Vincent Chollier (VC pour la suite) : Pour débuter cet entretien, nous commencerons par une question de définition. Qu’est-ce que l’Africa ? Quels en sont les contours chronologiques et spatiaux ?

Stéphanie Guédon (SG pour la suite) : On peut entendre l’Africa de plusieurs façons. Au sens géographique, il s’agit du « continent africain » tel qu’il est connu, perçu par les auteurs de l’Antiquité. C’est ainsi que l’appelle Pline l’Ancien au ier siècle de notre ère. Cette appellation géographique est aussi celle de la grande province d’Afrique proconsulaire, que les Anciens, notamment Pline lui-même, désignent par le terme d’Africa. Cela participe de l’ambiguïté de l’usage du mot. Quand Pline nous parle des limites de l’Africa, on ne sait pas toujours s’il parle des limites de ce grand territoire continental africain ou de la province. S’il aborde le premier, et donc le peuplement africain, il borne l’Africa par l’Éthiopie en tant qu’ensemble culturel distinct. S’il aborde la province, il implique alors des limites politiques, territoriales. Mon travail concerne plus particulièrement la genèse de la province d’Afrique proconsulaire, apparue au début du Principat. Il s’agit alors d’une réunion des provinces de l’Africa vetus et de l’Africa nova.

**DONNÉES ENREGISTRÉES:**
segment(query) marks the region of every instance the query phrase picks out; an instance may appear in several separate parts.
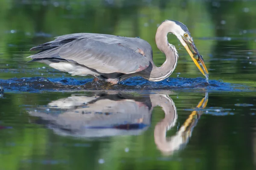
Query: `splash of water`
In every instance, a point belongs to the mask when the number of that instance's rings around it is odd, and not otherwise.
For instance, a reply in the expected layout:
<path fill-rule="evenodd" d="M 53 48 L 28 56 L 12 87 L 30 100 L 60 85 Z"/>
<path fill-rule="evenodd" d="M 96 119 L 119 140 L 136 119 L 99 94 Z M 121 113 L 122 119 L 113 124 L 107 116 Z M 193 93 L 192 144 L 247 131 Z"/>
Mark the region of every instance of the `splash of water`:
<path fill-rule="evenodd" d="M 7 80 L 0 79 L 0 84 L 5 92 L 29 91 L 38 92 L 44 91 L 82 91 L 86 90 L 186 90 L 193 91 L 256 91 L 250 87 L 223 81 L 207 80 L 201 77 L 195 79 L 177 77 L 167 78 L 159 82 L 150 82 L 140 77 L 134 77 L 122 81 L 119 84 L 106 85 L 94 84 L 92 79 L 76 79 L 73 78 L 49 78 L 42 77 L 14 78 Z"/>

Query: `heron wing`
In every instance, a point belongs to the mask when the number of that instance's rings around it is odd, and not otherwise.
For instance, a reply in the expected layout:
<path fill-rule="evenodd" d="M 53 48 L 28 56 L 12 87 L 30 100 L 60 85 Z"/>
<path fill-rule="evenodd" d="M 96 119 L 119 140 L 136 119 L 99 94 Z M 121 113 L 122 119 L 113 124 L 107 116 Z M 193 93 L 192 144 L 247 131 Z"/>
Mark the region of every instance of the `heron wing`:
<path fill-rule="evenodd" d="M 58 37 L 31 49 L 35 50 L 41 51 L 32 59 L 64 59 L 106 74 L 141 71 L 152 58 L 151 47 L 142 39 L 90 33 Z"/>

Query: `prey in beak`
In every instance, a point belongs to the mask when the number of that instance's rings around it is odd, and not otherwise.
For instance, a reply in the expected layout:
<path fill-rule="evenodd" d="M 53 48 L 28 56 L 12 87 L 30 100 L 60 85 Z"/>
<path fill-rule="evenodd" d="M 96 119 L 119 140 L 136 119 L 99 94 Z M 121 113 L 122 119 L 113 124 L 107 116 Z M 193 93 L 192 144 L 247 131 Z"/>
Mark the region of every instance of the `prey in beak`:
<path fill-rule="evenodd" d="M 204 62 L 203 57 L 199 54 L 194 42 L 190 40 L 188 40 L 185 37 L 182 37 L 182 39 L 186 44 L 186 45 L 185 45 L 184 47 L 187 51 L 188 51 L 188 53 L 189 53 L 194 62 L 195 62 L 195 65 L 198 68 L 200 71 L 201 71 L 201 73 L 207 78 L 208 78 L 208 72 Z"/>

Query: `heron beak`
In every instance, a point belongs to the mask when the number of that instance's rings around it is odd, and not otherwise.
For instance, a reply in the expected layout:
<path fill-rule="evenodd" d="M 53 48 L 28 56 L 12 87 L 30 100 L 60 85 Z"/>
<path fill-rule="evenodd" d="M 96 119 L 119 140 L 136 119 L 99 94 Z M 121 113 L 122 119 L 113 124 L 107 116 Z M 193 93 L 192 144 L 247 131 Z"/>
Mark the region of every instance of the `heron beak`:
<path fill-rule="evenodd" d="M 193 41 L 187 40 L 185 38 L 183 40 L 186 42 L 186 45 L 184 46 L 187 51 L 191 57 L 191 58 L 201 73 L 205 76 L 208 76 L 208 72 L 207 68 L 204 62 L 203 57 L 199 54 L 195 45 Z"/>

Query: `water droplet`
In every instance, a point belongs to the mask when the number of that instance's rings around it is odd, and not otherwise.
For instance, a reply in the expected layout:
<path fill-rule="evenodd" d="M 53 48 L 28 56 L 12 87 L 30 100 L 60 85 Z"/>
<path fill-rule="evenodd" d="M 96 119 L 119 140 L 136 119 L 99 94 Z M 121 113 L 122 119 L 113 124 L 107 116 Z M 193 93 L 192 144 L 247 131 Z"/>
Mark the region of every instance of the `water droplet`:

**VOTRE TÂCHE:** Dans l'entretien sur l'Africa, de la réunion de quelles provinces la province d'Afrique proconsulaire est-elle issue ? Veuillez répondre en une phrase. Les enregistrements proviennent d'une autre source.

**RÉPONSE COMPLÈTE:** Elle est issue de la réunion des provinces de l'Africa vetus et de l'Africa nova.